### Directions for this task
Copy out every line in the rows below that contains the word "shopping".

· · · · ·

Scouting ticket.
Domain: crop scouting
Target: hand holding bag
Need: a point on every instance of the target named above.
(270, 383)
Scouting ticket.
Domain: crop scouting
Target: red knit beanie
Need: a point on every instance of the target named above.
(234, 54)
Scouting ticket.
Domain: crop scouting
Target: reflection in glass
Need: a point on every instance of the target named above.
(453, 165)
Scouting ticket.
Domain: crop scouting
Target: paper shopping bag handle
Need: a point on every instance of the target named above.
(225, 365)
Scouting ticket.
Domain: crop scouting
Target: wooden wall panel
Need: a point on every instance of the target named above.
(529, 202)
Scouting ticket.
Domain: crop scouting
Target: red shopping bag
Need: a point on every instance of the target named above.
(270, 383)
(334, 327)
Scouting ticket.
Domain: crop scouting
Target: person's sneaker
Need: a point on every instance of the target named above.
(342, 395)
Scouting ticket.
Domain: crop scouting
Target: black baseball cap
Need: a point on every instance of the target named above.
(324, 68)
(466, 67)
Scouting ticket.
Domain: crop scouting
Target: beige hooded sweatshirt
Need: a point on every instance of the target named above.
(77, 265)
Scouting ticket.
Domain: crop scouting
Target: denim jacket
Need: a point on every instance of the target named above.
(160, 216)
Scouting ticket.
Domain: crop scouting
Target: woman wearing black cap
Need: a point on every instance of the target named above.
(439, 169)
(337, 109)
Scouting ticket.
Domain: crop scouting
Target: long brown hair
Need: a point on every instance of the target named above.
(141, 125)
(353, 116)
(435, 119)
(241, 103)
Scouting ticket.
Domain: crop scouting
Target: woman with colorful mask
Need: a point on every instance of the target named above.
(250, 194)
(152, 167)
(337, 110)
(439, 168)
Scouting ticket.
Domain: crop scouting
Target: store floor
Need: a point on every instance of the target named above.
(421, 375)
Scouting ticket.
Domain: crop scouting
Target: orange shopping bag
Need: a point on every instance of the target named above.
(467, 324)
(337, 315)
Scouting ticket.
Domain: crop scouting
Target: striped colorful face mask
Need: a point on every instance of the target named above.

· · · · ·

### Result for this task
Target: paper shopping bag handle
Target: red shopping bag
Target: orange shopping bag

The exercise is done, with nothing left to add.